● WHAT IS ASKED
How many of the lines below contain the string "rock"? Reply with only the number.

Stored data
——————————

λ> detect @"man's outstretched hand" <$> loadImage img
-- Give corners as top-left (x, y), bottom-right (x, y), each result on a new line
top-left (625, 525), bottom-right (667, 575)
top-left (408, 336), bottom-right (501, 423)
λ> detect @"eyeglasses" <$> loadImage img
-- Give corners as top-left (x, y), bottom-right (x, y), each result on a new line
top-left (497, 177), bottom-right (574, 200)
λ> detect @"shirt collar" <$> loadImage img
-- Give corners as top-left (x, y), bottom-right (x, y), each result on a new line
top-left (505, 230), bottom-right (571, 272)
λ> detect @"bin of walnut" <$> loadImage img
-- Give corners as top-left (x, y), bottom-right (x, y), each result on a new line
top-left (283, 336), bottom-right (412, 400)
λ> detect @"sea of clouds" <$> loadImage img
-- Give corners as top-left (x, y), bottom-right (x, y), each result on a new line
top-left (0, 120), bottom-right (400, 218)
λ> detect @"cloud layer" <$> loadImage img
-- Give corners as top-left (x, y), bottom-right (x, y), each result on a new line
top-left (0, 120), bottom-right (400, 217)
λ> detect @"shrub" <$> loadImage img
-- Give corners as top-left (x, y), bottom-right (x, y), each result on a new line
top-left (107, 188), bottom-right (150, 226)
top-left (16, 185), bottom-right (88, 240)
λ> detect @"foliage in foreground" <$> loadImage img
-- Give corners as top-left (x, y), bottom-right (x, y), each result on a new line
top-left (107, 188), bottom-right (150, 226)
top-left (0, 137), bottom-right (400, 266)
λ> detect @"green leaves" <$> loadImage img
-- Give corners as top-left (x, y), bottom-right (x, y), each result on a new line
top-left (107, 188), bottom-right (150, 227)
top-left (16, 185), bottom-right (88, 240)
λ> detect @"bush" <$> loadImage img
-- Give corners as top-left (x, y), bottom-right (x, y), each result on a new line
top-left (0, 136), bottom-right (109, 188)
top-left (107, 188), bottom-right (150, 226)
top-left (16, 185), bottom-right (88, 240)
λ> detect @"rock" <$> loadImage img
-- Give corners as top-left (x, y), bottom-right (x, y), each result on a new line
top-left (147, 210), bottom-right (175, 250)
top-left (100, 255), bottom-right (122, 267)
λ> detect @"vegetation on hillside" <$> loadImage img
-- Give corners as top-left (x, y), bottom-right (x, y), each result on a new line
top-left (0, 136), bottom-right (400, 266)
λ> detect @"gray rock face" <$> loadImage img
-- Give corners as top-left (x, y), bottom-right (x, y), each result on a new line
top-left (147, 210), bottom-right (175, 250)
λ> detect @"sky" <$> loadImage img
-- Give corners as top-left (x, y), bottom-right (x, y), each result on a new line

——————————

● SOLUTION TO THE EXERCISE
2